> _What you are asked to do_: Extend the news article below about the Seattle City Council's resolution supporting universal health care, picking up right after its final sentence.

> _Extract to read_:
Seattle City Council Passes Resolution for Universal Health Care 

SEATTLE – During the December 6th meeting, the Seattle City Council adopted a resolution in support of universal health care through Improved Medicare for All. The resolution begins with the United Nations’ Declaration of Human Rights’ inclusion of health care as a “fundamental right.”  

Last year’s Washington State legislative failures, noted in the resolution, are spurring on more local actions to improve the declining health care system in our state and country. These failures included the Keep Our Care Act, which would have given our State Attorney General regulatory powers over mergers and acquisitions in the healthcare market. The lack of this power has resulted in Washington being second in the nation, only to Alaska, for faith-based hospitals, resulting in the loss of specific legal healthcare options. It also includes the failure of the Safe Nursing Standards’ bills supported by over 71,000 healthcare workers. 

“The COVID-19 pandemic has demonstrated the negative ramifications of families and individuals who don’t have access to proper healthcare. In Washington State, 430,000 have no health coverage and about 105,000 folks are uninsured immigrants who are ineligible for health insurance and the very few options that are available are too costly. The pandemic exacerbated this long-standing health disparity with immigrants and people of color disproportionately contracting, being hospitalized and dying from COVID. To have a healthy economy and society, we must provide proper access to healthcare,” said Councilmember Teresa Mosqueda

The resolution reviews the work done by the Universal Health Care Work Group (UHCWG), established by the Washington State Legislature in 2019. Their final report in 2021 noted that “Option A”, also known as “Model A”, would have an “Estimated implementation year savings [of]: $2.5 billion [and an] Estimated annual steady state savings [of]: $5.6 billion/year” in total public and private health care spending (p. 8). Model A was supported by 80% of UHCWG voting members.

> _Data under study_:
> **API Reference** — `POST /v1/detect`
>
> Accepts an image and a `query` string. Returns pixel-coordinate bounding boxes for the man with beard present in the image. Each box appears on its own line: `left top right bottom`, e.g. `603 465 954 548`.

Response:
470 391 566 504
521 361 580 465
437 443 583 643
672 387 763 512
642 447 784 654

> _Answer to this task_:
The resolution includes international studies done on costs of health care, indicating that the U.S. has nearly three times the cost of other developed nations, all of which have universal health care. The U.S. also has worse health outcomes, including higher infant mortality and shorter life span than among all comparable economies that provide universal health care. 

With this resolution, the “Seattle City Council endorses the people’s efforts to pass Improved Medicare for All through Whole Washington’s state-wide initiative I-1471 [and the Washington Health Trust]; United States Senate Bill 4204 (‘S. 4204’), ‘A bill to establish a Medicare-for-all national health insurance program’; and United States House Resolution 1976 (‘HR. 1976’), ‘A bill to establish a national Medicare-for-All health insurance program.’” The Council urges the Washington State Universal Health Care Commission to adopt “Option A” and pass a Medicare-for-All health trust and statewide insurance program now.